▶ **CHALLENGE**
Give the stretch of items below, from the line that contains "like [103, 64]." through the end of the items, as a JSON list of strings with one string per line and blank lines left out.

▶ **LISTING**
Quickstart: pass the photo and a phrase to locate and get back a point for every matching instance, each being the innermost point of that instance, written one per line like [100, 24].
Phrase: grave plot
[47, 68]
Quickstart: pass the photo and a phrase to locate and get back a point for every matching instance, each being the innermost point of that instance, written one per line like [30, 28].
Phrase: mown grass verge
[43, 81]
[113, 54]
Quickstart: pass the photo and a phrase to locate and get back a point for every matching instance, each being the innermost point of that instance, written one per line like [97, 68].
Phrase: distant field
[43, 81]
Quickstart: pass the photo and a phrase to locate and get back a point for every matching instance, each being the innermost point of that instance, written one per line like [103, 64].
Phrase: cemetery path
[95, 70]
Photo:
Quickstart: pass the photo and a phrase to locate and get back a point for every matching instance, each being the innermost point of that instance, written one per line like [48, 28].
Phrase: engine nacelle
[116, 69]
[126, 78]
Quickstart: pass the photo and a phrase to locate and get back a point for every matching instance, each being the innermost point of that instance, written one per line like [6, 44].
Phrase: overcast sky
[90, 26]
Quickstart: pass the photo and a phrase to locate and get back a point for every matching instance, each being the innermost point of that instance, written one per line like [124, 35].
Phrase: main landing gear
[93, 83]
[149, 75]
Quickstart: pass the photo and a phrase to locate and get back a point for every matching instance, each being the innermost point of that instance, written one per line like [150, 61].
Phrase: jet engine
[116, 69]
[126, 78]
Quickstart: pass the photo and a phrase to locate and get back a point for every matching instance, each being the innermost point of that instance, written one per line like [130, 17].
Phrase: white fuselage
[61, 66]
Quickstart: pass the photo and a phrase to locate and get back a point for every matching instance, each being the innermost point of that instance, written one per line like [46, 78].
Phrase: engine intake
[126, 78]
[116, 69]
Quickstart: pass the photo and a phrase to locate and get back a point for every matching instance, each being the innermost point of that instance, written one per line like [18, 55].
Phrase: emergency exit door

▶ **EXERCISE SOLUTION**
[
  "Quickstart: pass the photo and a phrase to locate and get back a point for every matching instance, each being the innermost point of that instance, written one per line like [103, 64].",
  "Phrase: cemetery path",
  "[95, 70]",
  "Photo:",
  "Quickstart: pass the photo and a phrase to locate and get back a point for every matching instance, each being the innermost point of that instance, written one per line like [48, 28].",
  "Phrase: engine nacelle",
  "[116, 69]",
  "[126, 78]",
  "Quickstart: pass the photo and a phrase to locate and get back a point for every matching instance, each being the innermost point of that instance, written one per line like [6, 44].",
  "Phrase: overcast sky",
  "[90, 26]",
  "Quickstart: pass the photo and a phrase to locate and get back a point for every matching instance, each being the innermost point of that instance, written one per line like [124, 35].",
  "Phrase: main landing gear",
  "[93, 83]",
  "[149, 75]",
  "Quickstart: pass the photo and a phrase to locate and get back a point for every matching instance, each being the innermost point of that instance, written one per line like [150, 61].",
  "Phrase: jet engine",
  "[116, 69]",
  "[126, 78]",
  "Quickstart: pass the photo and a phrase to locate and get back a point for every matching instance, each being the innermost point of that instance, written one per line like [130, 17].",
  "Phrase: white fuselage",
  "[61, 66]",
  "Quickstart: pass the photo and a phrase to locate and get back a point for every matching instance, each being the innermost point of that instance, written one per line like [46, 78].",
  "Phrase: engine intake",
  "[126, 78]",
  "[116, 69]",
  "Quickstart: pass the photo and a phrase to locate and get back a point for every matching instance, each being the innermost point of that instance, written one per line like [18, 55].",
  "Phrase: emergency exit door"
]